# Image-grounded pointing data
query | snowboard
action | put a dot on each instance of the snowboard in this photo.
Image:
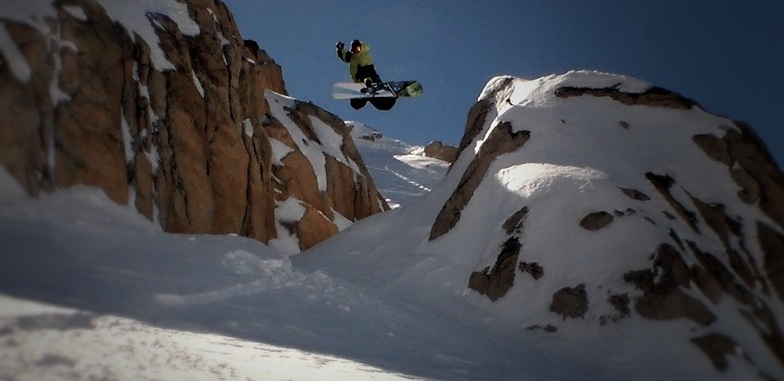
(392, 89)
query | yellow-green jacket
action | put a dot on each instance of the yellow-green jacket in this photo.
(356, 60)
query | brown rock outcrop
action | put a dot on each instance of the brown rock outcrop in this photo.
(184, 142)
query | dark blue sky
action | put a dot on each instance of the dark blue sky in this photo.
(726, 55)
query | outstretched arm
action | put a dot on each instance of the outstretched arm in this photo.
(344, 56)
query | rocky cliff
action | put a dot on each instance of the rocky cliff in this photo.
(680, 218)
(593, 207)
(163, 106)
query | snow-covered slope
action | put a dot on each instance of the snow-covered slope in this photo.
(401, 172)
(597, 209)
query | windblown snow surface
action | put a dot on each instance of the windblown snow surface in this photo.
(93, 290)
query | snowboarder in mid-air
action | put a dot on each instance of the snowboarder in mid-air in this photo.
(363, 71)
(367, 85)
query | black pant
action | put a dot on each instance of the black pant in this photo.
(368, 71)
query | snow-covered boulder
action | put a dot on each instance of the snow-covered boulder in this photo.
(587, 204)
(161, 104)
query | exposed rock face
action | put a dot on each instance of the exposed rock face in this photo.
(502, 140)
(174, 125)
(441, 151)
(705, 245)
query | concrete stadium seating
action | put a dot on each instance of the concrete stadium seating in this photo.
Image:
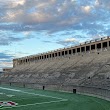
(81, 69)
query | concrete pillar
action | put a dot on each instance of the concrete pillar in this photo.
(107, 44)
(101, 46)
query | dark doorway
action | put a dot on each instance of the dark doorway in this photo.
(43, 87)
(74, 91)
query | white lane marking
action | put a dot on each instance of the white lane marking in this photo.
(34, 104)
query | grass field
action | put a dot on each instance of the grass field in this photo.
(29, 99)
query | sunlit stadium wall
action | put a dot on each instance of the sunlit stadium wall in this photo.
(89, 46)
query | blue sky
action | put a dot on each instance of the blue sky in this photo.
(30, 27)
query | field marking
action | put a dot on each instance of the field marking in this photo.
(10, 89)
(35, 104)
(32, 93)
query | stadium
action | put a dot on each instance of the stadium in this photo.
(72, 78)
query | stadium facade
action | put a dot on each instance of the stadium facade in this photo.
(84, 68)
(90, 46)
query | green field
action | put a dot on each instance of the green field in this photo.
(29, 99)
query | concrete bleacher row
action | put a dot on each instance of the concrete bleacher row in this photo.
(84, 69)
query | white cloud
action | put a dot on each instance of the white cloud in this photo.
(70, 40)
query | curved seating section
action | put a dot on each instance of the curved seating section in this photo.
(91, 69)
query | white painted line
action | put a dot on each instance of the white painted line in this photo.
(32, 93)
(34, 104)
(10, 89)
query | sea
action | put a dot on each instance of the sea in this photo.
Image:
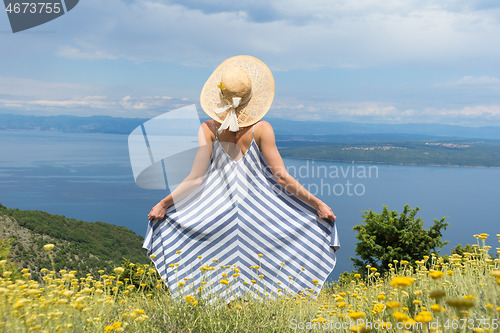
(89, 177)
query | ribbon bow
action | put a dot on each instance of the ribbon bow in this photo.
(231, 120)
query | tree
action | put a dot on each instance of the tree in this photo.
(392, 236)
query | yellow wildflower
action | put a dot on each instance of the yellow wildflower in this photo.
(399, 316)
(423, 317)
(356, 315)
(436, 308)
(393, 304)
(402, 281)
(119, 270)
(437, 294)
(460, 303)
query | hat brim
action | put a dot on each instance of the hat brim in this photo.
(262, 91)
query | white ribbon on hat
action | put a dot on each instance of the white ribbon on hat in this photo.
(231, 119)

# WHAT IS REQUIRED
All lines above from the one with "query | white cloud" to the one with "query | sea", inclusive, should be copied exactly, and no other lines.

# SOLUTION TO THE EXERCISE
query | white cloud
action | put a dot on each instance of the white cloud in this photo.
(70, 40)
query | curved seating section
action | put a dot on each instance of the curved seating section in this photo.
(91, 69)
query | white painted line
action | put a dot on each instance of the white painted line in this photo.
(32, 93)
(34, 104)
(10, 89)
query | sea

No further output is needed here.